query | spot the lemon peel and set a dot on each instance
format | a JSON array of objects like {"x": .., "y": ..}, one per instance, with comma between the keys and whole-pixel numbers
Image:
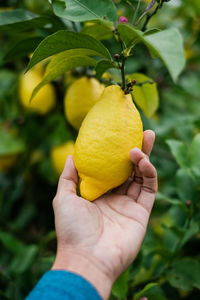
[{"x": 109, "y": 131}]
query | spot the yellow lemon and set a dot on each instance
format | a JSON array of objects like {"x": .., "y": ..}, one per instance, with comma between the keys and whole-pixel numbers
[
  {"x": 109, "y": 131},
  {"x": 7, "y": 161},
  {"x": 59, "y": 155},
  {"x": 79, "y": 99},
  {"x": 44, "y": 100}
]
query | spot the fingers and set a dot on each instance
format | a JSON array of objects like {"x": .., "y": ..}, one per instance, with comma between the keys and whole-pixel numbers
[
  {"x": 149, "y": 175},
  {"x": 148, "y": 141},
  {"x": 69, "y": 177}
]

=======

Prompt:
Transcribe the listing above line for line, leaving out the picture.

Solved problem:
query | spot the lemon peel and set a dot on each instance
format | a JSON array of objects like {"x": .., "y": ..}, one per instance, with comma between the keys and whole-pixel numbers
Image:
[{"x": 109, "y": 131}]
query | spot the yellow lemon and set a dot on each instance
format | a JSON array of objects like {"x": .., "y": ..}, one per instance, with comma between the keys and whole-pixel numbers
[
  {"x": 109, "y": 131},
  {"x": 7, "y": 161},
  {"x": 59, "y": 155},
  {"x": 79, "y": 99},
  {"x": 44, "y": 100}
]
query | spot the fingers and set a dot on each instance
format | a JSON array of objects like {"x": .., "y": ..}, one per instance, with comma between the keys and whole-pixel numbers
[
  {"x": 149, "y": 175},
  {"x": 148, "y": 141},
  {"x": 69, "y": 177}
]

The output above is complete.